__Testo selezionato__
▼

A piedi nudi nel parco
di Simona Maria Frigerio
Decimo anniversario per il Festival diretto da Beppe Navello, tra dimore principesche che si trasformano in palcoscenici della creatività internazionale. E a questo punto vi attendete una recensione. Spiacenti. Ciò che seguirà non sarà propriamente una forbita critica né un articolo travel ovviamente cool (particolarmente adatto vista la canicola estiva), bensì un racconto in bilico tra viaggio dell’anima e piccola esperienza di vita che forse susciterà in alcuni il desiderio di recarsi in Piemonte per godere del fascino della storia (i castelli dove si svolgono gli spettacoli), unito alla magia del teatro, della danza e delle arti visive in generale.
Sabato mattina si parte armi e bagagli (e l’ossessione di aver dimenticato qualcosa) per Torino, quella grigia capitale sabauda, uno dei vertici del triangolo industriale ormai un po’ sghembo, che negli ultimi dieci anni si è rivestita a nuovo con la rivalutazione di interi quartieri e il moltiplicarsi di luoghi ed eventi culturali.
La giornata è afosa, il cielo velato e di fronte al Teatro Regio il pullman che ci deve condurre ad Agliè (dove si svolgerà lo spettacolo di Blanca Li) langue immobile come un gatto all’ombra delle piramidi (ovviamente in tema dato il legame stretto e onnipresente tra il capoluogo piemontese e i tesori del museo egizio). In meno di un’ora arriviamo al castello di Agliè, circondato da un parco lussureggiante persino nell’afa di luglio e – giusto per rispondere alla domanda di come ciò sia possibile – ecco che inizia a grandinare: palline da ping pong rimbalzano sulle aiuole.

▲

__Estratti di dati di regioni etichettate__
▼

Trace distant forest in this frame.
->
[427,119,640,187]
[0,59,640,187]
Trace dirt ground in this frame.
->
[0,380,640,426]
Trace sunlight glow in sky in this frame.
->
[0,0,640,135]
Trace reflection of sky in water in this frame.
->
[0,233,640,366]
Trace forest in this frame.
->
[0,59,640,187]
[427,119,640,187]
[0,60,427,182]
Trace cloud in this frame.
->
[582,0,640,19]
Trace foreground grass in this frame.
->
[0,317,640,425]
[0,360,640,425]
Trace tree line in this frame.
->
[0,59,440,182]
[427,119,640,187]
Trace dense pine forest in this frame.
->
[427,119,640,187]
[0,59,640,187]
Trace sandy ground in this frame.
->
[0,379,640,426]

▲

__Compiti da svolgere__
1 – In base al racconto sul festival, indica se le affermazioni (a), (b) e (c) sono vere, rispondendo sì o no e citando le parole decisive del testo. (a) Il pullman per Agliè aspettava di fronte al Teatro Regio. (b) Il festival diretto da Beppe Navello celebra il ventesimo anniversario. (c) Il tragitto fino al castello di Agliè richiede più di due ore.
2 – Riprendi il racconto del viaggio ad Agliè partendo dall'ultima frase del testo selezionato.

__Risposte in ordine__
1 –
(a) Sì: «di fronte al Teatro Regio il pullman che ci deve condurre ad Agliè»
(b) No: «Decimo anniversario per il Festival diretto da Beppe Navello»
(c) No: «In meno di un’ora arriviamo al castello di Agliè»

2 –
Sul pullman ci si guarda dubbiosi: tentare stoicamente la discesa sfidando i colpi avversi o restare al riparo?
L’atroce dilemma è risolto brillantemente dall’autista che parcheggia vicino all’entrata e i prodi scendono di corsa e un po’ scomposti, felici di aver conquistato la prima meta: la visita guidata al castello. Agliè merita, non tanto per gli stucchi e i fronzoli Rococò, quanto per l’accurata ricostruzione delle stanze che ci mostrano la vita degli aristocratici tra il Settecento e l’Ottocento.
La tavola apparecchiata alla russa racconta il cambiamento dei costumi: se prima ai commensali si presentavano tutti i piatti contemporaneamente, con l’arrivo del XVIII° secolo si servono le portate una dopo l’altra e, di fronte allo sconcerto dell’ospite che teme un pasto ridotto alla zuppa, ecco comparire il menu accanto al piatto per rincuorarlo sul numero di pietanze che gli saranno servite.
Una successione di sale è occupata dall’altra attività (di grande impegno) prediletta dall’aristocrazia (non solamente sabauda): il gioco d’azzardo. I nobili non riuscivano a fare a meno delle carte, come dimostrano i tavolini sparsi nella ludoteca infinita dei ricchi. Ne sapevano qualcosa i direttori del Regio Ducale Teatro di Milano, prima, e della Scala, poi, che si disputavano gli appalti – non per amore del bel canto quanto degli introiti del gioco d’azzardo, che fioriva in ridotti e ridottini.
Spirito ludico (da smoccolo sulla platea) che i nobili trasferivano nelle loro dimore profuse di biliardi (stecca per gli uomini e boccette per le dame: curiosa scelta freudiana ante-litteram), scacchiere, cineserie e l’immancabile jouer du piano (con la concomitanza di significati: giocare oltre che suonare), e così via.
E se a teatro gli aristocratici gozzovigliavano nei palchetti gettando ossa di pollo sulla platea, ad Agliè i nobili sedevano in una biblioteca dove un lato della stessa (scostato dal muro) creava lo spazio per un corridoio lungo il quale poteva muoversi la servitù lontana dagli occhi e senza disturbare la lettura degli augusti padroni.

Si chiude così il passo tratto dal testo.